**Problem requirements**
Copy out all the data, word for word.

== Source material ==

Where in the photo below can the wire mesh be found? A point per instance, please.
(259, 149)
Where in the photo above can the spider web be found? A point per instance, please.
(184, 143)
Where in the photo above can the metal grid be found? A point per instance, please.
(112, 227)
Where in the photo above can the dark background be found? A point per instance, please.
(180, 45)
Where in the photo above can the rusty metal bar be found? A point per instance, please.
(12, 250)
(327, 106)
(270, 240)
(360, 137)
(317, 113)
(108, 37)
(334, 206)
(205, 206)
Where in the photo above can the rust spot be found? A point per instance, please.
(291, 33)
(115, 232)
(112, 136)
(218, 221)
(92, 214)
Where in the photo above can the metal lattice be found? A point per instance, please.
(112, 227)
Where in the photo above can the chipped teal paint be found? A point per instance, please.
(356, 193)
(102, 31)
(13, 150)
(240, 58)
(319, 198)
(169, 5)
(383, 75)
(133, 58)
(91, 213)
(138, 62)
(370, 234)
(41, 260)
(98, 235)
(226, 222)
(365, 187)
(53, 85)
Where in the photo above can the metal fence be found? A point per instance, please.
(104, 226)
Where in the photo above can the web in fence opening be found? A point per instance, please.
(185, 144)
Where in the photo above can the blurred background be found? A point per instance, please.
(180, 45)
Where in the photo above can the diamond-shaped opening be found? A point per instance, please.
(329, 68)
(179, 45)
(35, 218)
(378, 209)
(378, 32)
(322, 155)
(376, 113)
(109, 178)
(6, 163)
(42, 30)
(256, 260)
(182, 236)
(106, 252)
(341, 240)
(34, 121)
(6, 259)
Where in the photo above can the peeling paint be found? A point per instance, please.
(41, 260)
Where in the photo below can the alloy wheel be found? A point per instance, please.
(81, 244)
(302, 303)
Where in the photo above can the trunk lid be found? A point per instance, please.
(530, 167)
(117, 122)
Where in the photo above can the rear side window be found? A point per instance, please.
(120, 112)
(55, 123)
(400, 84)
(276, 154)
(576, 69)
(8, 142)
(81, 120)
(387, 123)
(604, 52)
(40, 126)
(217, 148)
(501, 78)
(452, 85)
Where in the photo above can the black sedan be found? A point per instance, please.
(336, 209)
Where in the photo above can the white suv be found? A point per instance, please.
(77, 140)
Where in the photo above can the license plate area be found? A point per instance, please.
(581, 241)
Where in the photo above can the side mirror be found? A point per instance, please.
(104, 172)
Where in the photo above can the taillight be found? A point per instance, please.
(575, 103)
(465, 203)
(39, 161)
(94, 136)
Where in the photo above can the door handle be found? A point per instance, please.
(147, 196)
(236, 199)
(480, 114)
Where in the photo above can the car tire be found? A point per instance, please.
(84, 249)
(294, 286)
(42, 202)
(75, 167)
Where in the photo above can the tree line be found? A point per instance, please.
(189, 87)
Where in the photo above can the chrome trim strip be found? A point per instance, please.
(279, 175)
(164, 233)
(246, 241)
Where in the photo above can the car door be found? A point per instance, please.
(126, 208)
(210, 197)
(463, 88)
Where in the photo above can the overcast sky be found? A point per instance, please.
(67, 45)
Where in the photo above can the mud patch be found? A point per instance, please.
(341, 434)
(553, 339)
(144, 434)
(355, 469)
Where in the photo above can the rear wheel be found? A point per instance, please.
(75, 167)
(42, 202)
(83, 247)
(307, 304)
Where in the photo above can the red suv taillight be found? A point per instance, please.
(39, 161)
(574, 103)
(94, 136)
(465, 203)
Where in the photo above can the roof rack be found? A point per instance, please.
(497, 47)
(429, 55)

===

**Written solution**
Where in the photo below can the wire mesh be found? A point per instance, please.
(259, 149)
Where in the photo above can the spider web be found? A point per instance, please.
(184, 143)
Where in the photo above can the metal grid be found? A point per instance, please.
(112, 227)
Where in the photo above can the dark background be found? A point per instance, please.
(180, 45)
Where in the photo above can the rusty metal bar be found? A point per instance, please.
(12, 250)
(327, 106)
(270, 240)
(360, 137)
(317, 113)
(108, 37)
(334, 206)
(205, 206)
Where in the photo above can the rust spot be found? A point per instance, please.
(291, 33)
(115, 232)
(112, 136)
(218, 221)
(92, 214)
Where in the photo above can the metal lattice be found? A point per instance, please.
(112, 227)
Where in the photo above can the chipped teal paint be found? A point per instance, please.
(356, 193)
(102, 31)
(13, 150)
(240, 58)
(319, 198)
(169, 5)
(383, 75)
(133, 58)
(91, 213)
(138, 62)
(370, 234)
(41, 260)
(98, 235)
(226, 222)
(365, 187)
(53, 85)
Where in the photo above can the metal fence be found? A point per instance, please.
(104, 226)
Where in the photo above can the web in fence opening be found? A point per instance, please.
(185, 144)
Where in the photo above can the blurred background be found? A point per instance, please.
(180, 45)
Where in the photo above can the diamond-shaped opening be found? A point per instance, please.
(329, 68)
(179, 45)
(35, 218)
(378, 209)
(378, 32)
(322, 155)
(376, 113)
(109, 178)
(6, 163)
(42, 30)
(256, 260)
(182, 236)
(106, 252)
(341, 240)
(34, 121)
(6, 259)
Where in the photo above can the peeling paint be found? A point per instance, please.
(41, 260)
Where in the photo below can the alloy wheel be found? A point per instance, please.
(81, 244)
(302, 303)
Where in the photo above can the trunk lid be found? A point per instance, please.
(530, 167)
(117, 122)
Where in the photo above can the rear side window be found? A point per instance, please.
(120, 112)
(55, 123)
(400, 84)
(276, 154)
(576, 69)
(8, 142)
(81, 120)
(387, 123)
(604, 52)
(40, 126)
(217, 148)
(501, 78)
(452, 85)
Where in the photo above can the black sedan be found? A point per instance, please.
(336, 209)
Where in the photo above can the white suv be found? A point per instance, please.
(77, 140)
Where in the photo above can the license plate area be found? A point per instance, please.
(581, 241)
Where in the photo above can the side mirror be found? A point per instance, please.
(104, 172)
Where in the photo above can the taillight be found? A point per instance, please.
(575, 103)
(465, 203)
(39, 161)
(94, 136)
Where in the photo above can the door handle be found? A point per instance, please.
(147, 196)
(236, 199)
(480, 114)
Where in the photo above can the car tire be found? A point per instance, please.
(84, 249)
(294, 286)
(42, 202)
(75, 167)
Where in the photo above can the tree line be found? A point per instance, please.
(189, 87)
Where in the photo above can the chrome trim strip be found? A point per instance, please.
(279, 175)
(164, 233)
(246, 241)
Where in the photo above can the car door be found? A point per instance, please.
(126, 208)
(210, 197)
(463, 88)
Where in the photo above can the overcast sky be found? A point per instance, please.
(67, 45)
Where in the photo above can the mud patch be found? A point per instance, please.
(341, 434)
(553, 339)
(144, 434)
(355, 469)
Where in the photo above can the rear wheel be found? A point per instance, please.
(75, 167)
(42, 202)
(83, 247)
(307, 304)
Where in the photo above can the red suv taillight be found? A point per instance, please.
(39, 161)
(574, 103)
(94, 136)
(465, 203)
Where in the photo above can the roof rack be found? A point per instance, please.
(497, 47)
(429, 55)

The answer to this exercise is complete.